* [TEXT FOR ANALYSIS]:

• • • •

Toilet paper, paper towels, Clorox wipes scarce for local shoppers

Alexa Dreyer couldn’t find a few items at Wegmans on Friday morning.

“It’s kind of been stressful,” Dreyer said. “Everything is sold out. Everybody is here at once — kind of running around into each other.”

The gravitas of reports about the COVID-19 pandemic has grown, so Dreyer said she’s trying to take it seriously. She brought some nonperishable items in preparation of a worst-case scenario.

“I don’t think I should speak on what [might] happen, but I just think that it’s better to be prepared rather than not being prepared,” she said.

Dreyer is not alone. As shoppers linger at Wegmans, some said some food items are becoming scarce. There was a shortage of paper towels, toilet paper, bananas, frozen vegetables and other food items. And there were no fresh white meat or lentils on the shelves, Clorox wipes or chemical disinfectants, Chrystal Axford said.

Axford said she began preparing as emails started hitting her inbox about Charlottesville’s and Albemarle County’s public schools canceling class.

“We’re feeling that the schools are not even going to be open back up at least for a couple of weeks,” Axford said.

Later in the day, Gov. Ralph Northam ordered the closure of all K-12 schools for at least two weeks.

She said she’s trying not to panic but is making sure that her house is stocked with groceries so she can limit going out in public.

• • • •

* [TASK SET]:
**a.** In the grocery shortage article, what did Gov. Ralph Northam order later in the day?
**b.** List every specific item that the grocery shortage article describes as scarce or missing from the shelves at Wegmans.
**c.** Carry on the grocery shortage article from its last sentence.
The data after the grocery shortage article is not needed.

* [DATASET ENTRIES]:
• • • •

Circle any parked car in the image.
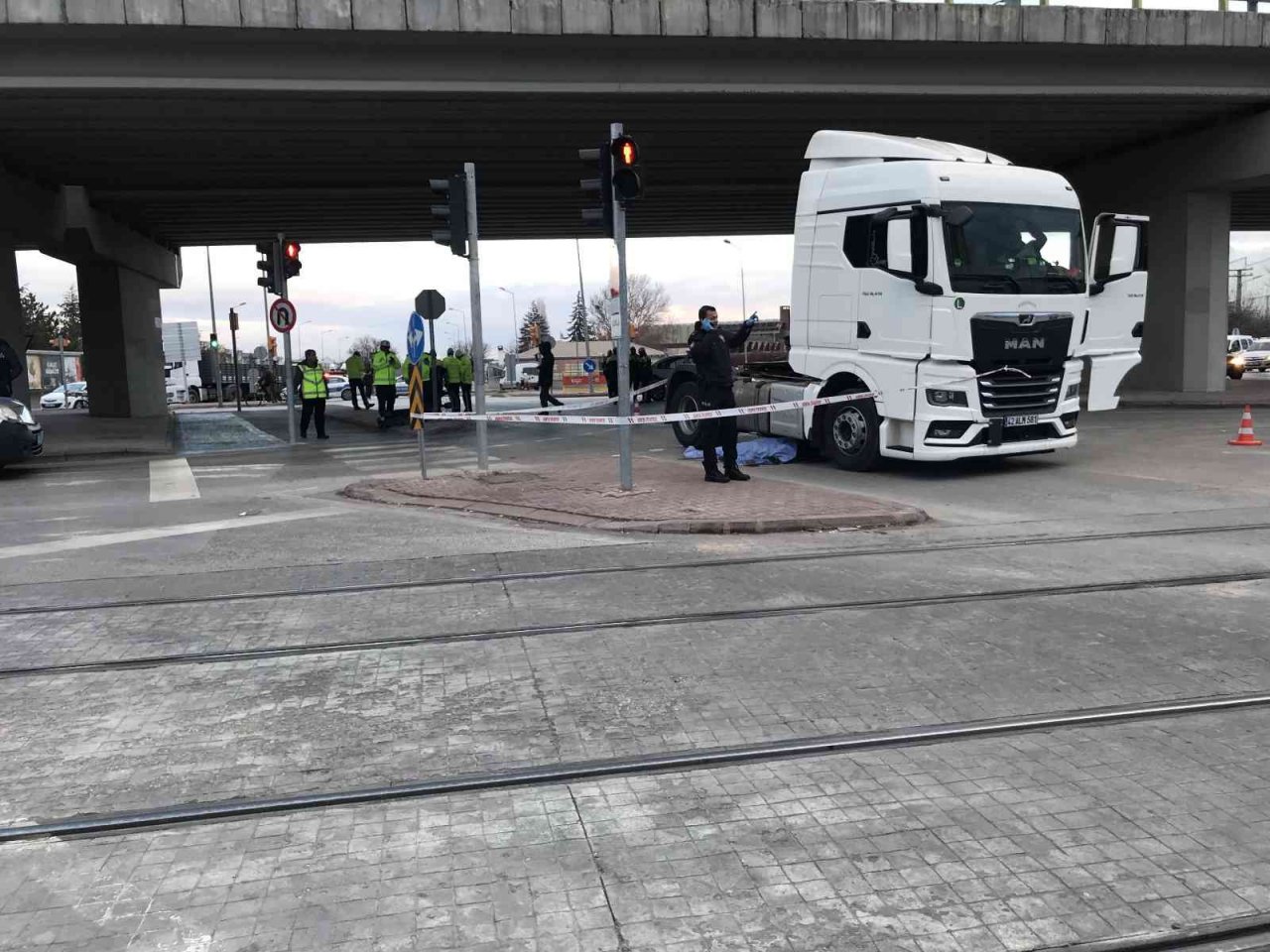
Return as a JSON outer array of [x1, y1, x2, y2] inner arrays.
[[1226, 337, 1270, 376], [40, 381, 87, 410], [0, 398, 45, 466]]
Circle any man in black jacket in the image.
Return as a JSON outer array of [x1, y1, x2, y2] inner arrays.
[[689, 304, 758, 482]]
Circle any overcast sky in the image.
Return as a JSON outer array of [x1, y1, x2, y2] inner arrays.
[[18, 232, 1270, 359]]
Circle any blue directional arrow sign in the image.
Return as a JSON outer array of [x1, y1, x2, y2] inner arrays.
[[405, 311, 425, 363]]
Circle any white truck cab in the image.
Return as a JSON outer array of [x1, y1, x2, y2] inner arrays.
[[672, 131, 1147, 470]]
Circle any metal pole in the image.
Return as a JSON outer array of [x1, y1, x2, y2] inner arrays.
[[463, 163, 489, 472], [608, 122, 635, 490], [273, 234, 296, 445], [230, 317, 242, 413], [203, 245, 225, 407], [572, 237, 595, 394]]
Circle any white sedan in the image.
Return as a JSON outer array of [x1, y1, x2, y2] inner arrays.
[[40, 381, 87, 410]]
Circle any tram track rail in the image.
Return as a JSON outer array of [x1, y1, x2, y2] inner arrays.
[[0, 692, 1270, 844], [0, 568, 1270, 679], [0, 523, 1270, 618]]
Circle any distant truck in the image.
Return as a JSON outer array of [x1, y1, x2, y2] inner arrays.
[[667, 131, 1147, 470]]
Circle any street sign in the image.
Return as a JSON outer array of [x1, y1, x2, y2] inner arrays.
[[269, 298, 296, 334], [414, 289, 445, 321], [410, 368, 423, 433], [405, 311, 425, 363]]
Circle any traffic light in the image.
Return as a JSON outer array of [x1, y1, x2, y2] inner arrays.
[[609, 136, 644, 208], [282, 241, 304, 281], [577, 142, 613, 237], [428, 174, 467, 258], [255, 241, 280, 295]]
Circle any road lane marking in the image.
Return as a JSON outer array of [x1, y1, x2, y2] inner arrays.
[[150, 457, 199, 503], [0, 508, 345, 558]]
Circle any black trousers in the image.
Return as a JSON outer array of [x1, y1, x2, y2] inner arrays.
[[375, 384, 396, 418], [698, 386, 736, 472], [300, 398, 326, 436], [348, 377, 371, 410]]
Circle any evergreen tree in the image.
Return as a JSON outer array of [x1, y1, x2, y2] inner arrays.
[[569, 291, 590, 341], [516, 298, 552, 354]]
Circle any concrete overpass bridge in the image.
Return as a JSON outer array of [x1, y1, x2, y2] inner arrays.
[[0, 0, 1270, 416]]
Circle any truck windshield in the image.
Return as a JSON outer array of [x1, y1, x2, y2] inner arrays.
[[944, 202, 1085, 295]]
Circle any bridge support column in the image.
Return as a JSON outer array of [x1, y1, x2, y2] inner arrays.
[[1126, 191, 1230, 393], [0, 242, 31, 404], [76, 262, 168, 416]]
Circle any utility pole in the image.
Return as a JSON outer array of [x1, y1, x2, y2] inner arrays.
[[203, 245, 225, 407], [463, 163, 489, 472]]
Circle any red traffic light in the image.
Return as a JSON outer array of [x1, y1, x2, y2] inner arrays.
[[613, 136, 639, 169]]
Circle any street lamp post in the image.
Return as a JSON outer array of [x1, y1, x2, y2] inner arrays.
[[499, 287, 521, 387], [722, 239, 749, 320]]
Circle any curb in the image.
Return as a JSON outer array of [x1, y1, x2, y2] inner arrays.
[[340, 481, 930, 536]]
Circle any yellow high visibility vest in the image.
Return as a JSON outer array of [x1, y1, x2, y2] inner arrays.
[[300, 363, 326, 400]]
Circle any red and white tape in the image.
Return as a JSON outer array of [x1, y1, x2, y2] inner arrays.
[[410, 391, 879, 426]]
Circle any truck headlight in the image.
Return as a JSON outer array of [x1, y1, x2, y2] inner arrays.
[[926, 390, 970, 407]]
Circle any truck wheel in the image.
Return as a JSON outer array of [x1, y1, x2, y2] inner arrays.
[[666, 380, 701, 447], [821, 400, 880, 472]]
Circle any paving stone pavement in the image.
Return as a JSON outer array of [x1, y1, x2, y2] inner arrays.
[[0, 583, 1270, 822], [0, 711, 1270, 952]]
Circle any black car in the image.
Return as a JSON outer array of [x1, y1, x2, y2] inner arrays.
[[0, 398, 45, 466]]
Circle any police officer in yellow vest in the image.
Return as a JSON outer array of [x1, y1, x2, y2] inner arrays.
[[296, 350, 330, 439], [441, 348, 462, 413], [371, 340, 401, 427], [458, 350, 472, 413]]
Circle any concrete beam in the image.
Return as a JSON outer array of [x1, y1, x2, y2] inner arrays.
[[1071, 110, 1270, 195], [0, 171, 181, 289]]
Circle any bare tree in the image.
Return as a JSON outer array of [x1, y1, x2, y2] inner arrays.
[[589, 274, 671, 340]]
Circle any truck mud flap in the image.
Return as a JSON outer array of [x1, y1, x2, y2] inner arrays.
[[1087, 352, 1142, 410]]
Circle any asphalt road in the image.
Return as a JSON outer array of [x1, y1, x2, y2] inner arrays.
[[0, 399, 1270, 952]]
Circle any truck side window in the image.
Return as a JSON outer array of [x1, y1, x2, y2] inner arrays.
[[842, 214, 913, 277]]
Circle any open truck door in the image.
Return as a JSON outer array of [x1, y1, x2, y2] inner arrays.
[[1076, 214, 1148, 410]]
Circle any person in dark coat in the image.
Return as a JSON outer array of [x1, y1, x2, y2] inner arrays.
[[539, 340, 564, 409], [689, 304, 758, 482], [604, 348, 617, 400]]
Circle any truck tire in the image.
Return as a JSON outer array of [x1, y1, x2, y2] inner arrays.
[[666, 380, 701, 447], [821, 400, 881, 472]]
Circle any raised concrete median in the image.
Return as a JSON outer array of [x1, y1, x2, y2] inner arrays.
[[344, 457, 927, 534]]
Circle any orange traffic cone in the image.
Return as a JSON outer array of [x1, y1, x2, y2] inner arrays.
[[1225, 405, 1261, 447]]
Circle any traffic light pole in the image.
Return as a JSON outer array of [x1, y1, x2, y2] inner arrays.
[[608, 122, 635, 490], [463, 163, 489, 472], [274, 235, 296, 444], [203, 245, 225, 407]]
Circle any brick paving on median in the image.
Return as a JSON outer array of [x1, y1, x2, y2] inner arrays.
[[345, 457, 926, 532]]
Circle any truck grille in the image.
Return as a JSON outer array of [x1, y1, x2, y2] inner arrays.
[[979, 371, 1063, 416]]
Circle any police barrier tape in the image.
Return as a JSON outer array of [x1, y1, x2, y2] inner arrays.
[[410, 390, 880, 426]]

• • • •

* [TASK-BY-TASK ANSWERS]:
**a.** He ordered all K-12 schools closed for at least two weeks.

**b.**
- Paper towels
- Toilet paper
- Bananas
- Frozen vegetables
- Fresh white meat
- Lentils
- Clorox wipes
- Chemical disinfectants

**c.**
“This is so new. … We just have to be patient as everybody figures this thing out,” Axford said.

While Axford took issue with the shortage, she’s not worried about hand sanitizer, she said. If she’s stuck at home for two weeks, she noted she wouldn’t want hand sanitizer.

“I need actual soap and water,” she said, adding she has purchased extra.

But it’s a different story for Shannon Dutton. The Afton resident’s husband, a UPS driver, has been grocery shopping here and there, and they’ve also been grocery shopping online through Walmart’s Curbside service even before the pandemic.

But like the other shoppers, the Duttons are also taking issue with the shortage and said she was a little concerned about going into Wegmans.

“We’re being extra diligent because I have a son who has chronic lung disease,” she said. “We’re going home, and we’re staying home for a while.”